START Provided entries

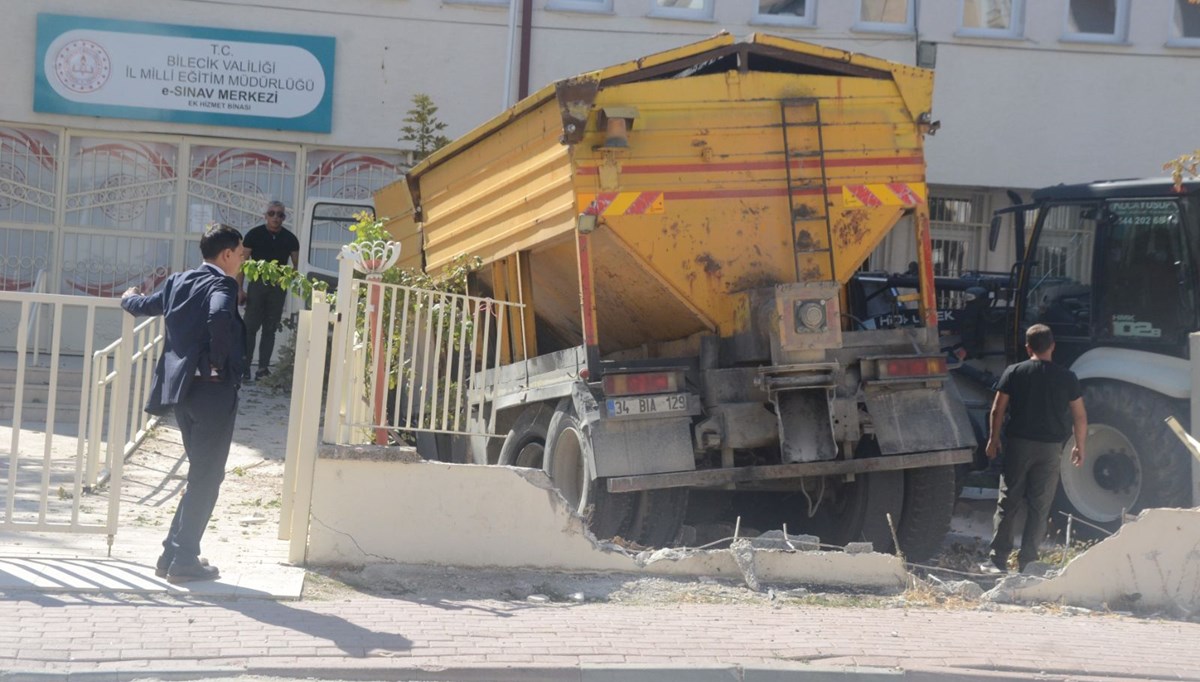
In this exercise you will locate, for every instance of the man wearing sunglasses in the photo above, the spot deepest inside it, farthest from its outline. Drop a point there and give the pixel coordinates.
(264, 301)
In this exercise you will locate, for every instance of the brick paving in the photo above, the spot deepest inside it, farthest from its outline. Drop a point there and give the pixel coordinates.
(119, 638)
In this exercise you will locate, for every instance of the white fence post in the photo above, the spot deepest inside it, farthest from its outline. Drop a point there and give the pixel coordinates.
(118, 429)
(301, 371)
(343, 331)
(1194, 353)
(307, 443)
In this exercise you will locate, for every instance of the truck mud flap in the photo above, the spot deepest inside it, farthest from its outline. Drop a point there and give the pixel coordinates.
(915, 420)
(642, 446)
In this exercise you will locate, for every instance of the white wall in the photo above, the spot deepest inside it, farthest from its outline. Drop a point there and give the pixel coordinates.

END Provided entries

### What the task requires
Take the lines from the one containing "the white fence" to the last line of the material above and write them out exactly.

### Solution to the exercise
In this exercise you will locate, for every instance of the white fence post in the photo above, the spot deepest inside it, farthest from its outline. Drop a point there and give the pixel coordinates.
(118, 429)
(301, 371)
(343, 331)
(1194, 353)
(307, 443)
In this exercise you will locate, for every instance of the truck mud flap in the photo above, the spot deepest inside it, farthest from its outline. Drop a point there and give the pixel coordinates.
(915, 420)
(642, 446)
In this exercise you will locate, for every instance of the white wall in the photo above, the spot deepest inside it, farthest from its outline. Drop a point there and give the pixel coordinates.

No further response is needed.